Nothing but the lines from the one containing "259L205 260L203 264H206V260L208" through the one containing "positive clicks: (167, 235)", both included, should be given again, each exactly as written below.

#####

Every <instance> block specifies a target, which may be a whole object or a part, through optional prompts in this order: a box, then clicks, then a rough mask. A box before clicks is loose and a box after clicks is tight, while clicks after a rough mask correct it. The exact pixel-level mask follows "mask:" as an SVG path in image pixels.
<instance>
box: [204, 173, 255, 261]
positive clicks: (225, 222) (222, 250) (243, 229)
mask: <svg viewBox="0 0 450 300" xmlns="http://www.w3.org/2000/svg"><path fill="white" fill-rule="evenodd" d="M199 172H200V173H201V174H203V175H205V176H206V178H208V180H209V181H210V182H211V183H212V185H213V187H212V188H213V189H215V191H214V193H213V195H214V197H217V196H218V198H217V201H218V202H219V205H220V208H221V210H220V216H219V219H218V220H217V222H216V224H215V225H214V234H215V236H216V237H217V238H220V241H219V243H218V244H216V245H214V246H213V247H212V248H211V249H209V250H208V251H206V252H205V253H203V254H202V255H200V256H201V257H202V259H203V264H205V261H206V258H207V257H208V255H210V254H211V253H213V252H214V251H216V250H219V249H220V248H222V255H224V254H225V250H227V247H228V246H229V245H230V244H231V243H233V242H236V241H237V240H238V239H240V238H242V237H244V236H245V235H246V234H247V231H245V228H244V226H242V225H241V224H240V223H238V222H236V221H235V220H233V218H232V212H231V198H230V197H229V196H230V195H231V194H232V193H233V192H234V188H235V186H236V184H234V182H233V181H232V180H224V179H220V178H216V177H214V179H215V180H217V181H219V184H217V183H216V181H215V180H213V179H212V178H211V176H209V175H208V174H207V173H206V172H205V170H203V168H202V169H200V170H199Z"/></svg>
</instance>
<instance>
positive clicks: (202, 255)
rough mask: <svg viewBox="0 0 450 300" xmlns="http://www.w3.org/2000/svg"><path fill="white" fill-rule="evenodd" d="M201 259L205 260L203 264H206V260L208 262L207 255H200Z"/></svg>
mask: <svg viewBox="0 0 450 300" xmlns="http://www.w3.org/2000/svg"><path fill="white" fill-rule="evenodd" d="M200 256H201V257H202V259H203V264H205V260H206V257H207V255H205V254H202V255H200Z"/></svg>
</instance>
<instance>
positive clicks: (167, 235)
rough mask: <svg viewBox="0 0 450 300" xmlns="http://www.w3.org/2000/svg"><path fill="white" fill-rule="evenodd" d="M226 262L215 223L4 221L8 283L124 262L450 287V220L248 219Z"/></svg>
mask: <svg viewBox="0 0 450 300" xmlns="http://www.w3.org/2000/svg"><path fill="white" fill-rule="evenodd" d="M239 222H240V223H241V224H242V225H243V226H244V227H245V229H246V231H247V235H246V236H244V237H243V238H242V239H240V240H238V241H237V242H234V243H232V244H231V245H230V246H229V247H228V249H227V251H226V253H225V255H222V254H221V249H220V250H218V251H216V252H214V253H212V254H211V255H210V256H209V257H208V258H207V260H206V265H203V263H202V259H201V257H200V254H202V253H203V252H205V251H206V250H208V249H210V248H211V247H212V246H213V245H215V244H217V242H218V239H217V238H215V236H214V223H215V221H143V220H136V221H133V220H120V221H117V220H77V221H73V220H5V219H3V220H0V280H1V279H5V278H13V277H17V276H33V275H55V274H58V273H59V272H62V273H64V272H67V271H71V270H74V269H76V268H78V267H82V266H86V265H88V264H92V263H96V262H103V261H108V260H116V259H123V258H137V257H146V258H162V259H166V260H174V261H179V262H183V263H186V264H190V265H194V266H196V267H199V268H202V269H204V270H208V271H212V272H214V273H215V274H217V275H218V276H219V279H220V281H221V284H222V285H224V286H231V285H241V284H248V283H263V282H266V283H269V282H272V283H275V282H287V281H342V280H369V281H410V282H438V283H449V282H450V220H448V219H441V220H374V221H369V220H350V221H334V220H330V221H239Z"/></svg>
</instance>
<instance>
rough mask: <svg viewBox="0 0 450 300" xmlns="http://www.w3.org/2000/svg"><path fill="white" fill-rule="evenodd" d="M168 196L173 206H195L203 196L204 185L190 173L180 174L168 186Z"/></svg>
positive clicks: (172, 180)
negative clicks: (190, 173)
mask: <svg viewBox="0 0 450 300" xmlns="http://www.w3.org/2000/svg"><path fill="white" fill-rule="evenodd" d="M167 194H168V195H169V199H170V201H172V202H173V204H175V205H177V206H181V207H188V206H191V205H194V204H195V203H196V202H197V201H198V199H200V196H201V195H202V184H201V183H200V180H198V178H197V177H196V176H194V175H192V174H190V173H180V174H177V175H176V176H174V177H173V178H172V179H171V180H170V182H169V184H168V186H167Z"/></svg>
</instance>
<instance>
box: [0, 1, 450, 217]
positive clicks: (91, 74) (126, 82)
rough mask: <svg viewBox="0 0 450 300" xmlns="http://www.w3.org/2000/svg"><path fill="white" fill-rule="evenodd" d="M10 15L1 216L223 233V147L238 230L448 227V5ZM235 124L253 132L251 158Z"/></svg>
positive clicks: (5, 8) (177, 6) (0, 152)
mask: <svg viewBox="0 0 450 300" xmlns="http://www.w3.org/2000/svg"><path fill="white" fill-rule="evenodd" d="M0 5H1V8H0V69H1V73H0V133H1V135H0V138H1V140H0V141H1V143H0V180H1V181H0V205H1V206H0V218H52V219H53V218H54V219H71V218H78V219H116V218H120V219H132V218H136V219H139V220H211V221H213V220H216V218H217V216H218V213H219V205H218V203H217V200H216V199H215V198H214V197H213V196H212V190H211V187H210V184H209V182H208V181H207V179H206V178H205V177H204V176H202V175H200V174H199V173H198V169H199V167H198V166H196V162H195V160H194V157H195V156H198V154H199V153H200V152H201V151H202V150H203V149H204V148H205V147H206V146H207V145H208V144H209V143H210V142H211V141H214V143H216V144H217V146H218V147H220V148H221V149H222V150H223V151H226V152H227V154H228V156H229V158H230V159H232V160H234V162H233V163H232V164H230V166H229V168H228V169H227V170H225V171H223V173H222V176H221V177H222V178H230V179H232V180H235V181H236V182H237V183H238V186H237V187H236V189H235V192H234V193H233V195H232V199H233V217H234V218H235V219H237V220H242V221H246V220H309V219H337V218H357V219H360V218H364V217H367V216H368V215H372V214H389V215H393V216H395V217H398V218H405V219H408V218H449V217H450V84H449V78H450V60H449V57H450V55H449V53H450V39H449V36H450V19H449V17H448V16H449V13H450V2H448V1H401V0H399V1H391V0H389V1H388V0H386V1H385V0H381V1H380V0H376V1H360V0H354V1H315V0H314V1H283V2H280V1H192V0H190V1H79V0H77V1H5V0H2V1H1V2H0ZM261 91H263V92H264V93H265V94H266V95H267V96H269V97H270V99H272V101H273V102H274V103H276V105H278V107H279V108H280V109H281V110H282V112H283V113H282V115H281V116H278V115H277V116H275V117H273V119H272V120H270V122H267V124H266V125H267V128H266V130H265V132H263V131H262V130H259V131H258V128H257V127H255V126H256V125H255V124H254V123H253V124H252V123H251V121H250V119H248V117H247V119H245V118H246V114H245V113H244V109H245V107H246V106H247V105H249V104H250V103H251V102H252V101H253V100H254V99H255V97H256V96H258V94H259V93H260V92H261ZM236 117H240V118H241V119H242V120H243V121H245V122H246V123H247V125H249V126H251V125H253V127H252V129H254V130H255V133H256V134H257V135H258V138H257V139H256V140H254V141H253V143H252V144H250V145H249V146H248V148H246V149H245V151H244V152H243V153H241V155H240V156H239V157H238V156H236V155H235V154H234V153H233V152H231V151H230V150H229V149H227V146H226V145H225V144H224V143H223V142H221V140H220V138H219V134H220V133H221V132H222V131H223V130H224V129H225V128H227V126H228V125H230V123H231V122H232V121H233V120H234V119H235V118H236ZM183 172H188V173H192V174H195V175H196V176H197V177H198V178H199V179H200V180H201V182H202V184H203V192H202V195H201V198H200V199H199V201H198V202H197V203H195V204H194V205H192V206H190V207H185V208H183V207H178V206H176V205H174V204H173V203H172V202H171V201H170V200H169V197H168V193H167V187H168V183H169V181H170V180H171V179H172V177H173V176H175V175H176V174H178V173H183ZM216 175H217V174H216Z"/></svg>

#####

▶ **YOUR SOLUTION**
rough mask: <svg viewBox="0 0 450 300" xmlns="http://www.w3.org/2000/svg"><path fill="white" fill-rule="evenodd" d="M201 259L205 260L203 264H206V260L208 262L207 255H200Z"/></svg>
mask: <svg viewBox="0 0 450 300" xmlns="http://www.w3.org/2000/svg"><path fill="white" fill-rule="evenodd" d="M200 256H201V257H202V259H203V264H205V260H206V257H207V255H205V254H202V255H200Z"/></svg>
</instance>
<instance>
positive clicks: (167, 235)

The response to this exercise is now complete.